THE DATA section start

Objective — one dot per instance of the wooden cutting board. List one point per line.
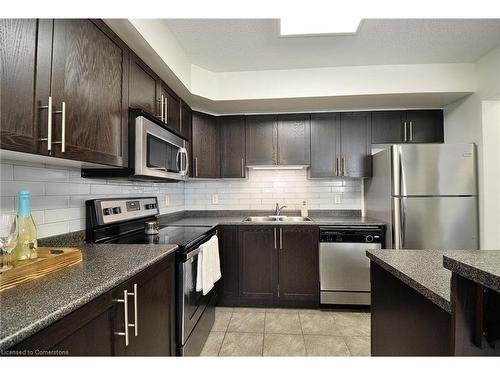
(50, 259)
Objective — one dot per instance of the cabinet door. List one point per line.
(325, 145)
(155, 312)
(355, 144)
(143, 85)
(232, 138)
(294, 132)
(87, 331)
(258, 269)
(18, 60)
(172, 108)
(388, 126)
(89, 74)
(425, 126)
(228, 247)
(298, 263)
(185, 121)
(261, 140)
(205, 146)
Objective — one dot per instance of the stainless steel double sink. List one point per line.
(291, 219)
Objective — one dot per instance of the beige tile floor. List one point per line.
(288, 332)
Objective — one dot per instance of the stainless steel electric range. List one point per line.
(134, 221)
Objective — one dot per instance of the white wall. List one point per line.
(264, 188)
(58, 194)
(471, 119)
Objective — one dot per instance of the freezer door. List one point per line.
(447, 223)
(434, 169)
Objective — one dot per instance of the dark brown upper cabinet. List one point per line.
(425, 126)
(170, 110)
(232, 146)
(18, 48)
(83, 89)
(89, 90)
(294, 144)
(412, 126)
(185, 121)
(205, 163)
(258, 276)
(262, 139)
(144, 87)
(388, 126)
(355, 147)
(299, 263)
(340, 145)
(325, 145)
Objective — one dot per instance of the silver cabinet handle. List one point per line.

THE DATA section end

- _WHAT IS NEEDED_:
Once the pictures are removed, reproduce the remaining entries above exactly.

- _ANSWER BELOW_:
Objective — one dot per instance of the wooden cutting board. List one point per line.
(50, 259)
Objective — one dot per instance of the cabinet door. List one point per line.
(325, 145)
(155, 312)
(355, 144)
(143, 85)
(232, 138)
(294, 132)
(87, 331)
(258, 269)
(18, 60)
(172, 108)
(388, 126)
(89, 74)
(425, 126)
(228, 247)
(298, 263)
(185, 121)
(261, 140)
(205, 146)
Objective — one dot per instance of the stainless steel double sink. List one point per line.
(291, 219)
Objective — one dot per instance of the beige tile floor. List one point per line.
(288, 332)
Objective — one dot per instance of the stainless steel electric range. List one point per line.
(134, 221)
Objective — one dot per instance of the white wall. List one point per line.
(264, 188)
(58, 194)
(471, 119)
Objective — one dot per instance of the freezer door. List one point per line.
(447, 223)
(434, 169)
Objective — one dot per instance of the dark brown upper cabinet. List one point per line.
(425, 126)
(170, 110)
(232, 146)
(18, 48)
(83, 89)
(89, 90)
(294, 144)
(412, 126)
(185, 121)
(205, 163)
(258, 276)
(262, 139)
(144, 87)
(388, 126)
(355, 147)
(299, 263)
(340, 145)
(325, 145)
Objective — one dot per instance of the silver cabinet handle. List one point per line.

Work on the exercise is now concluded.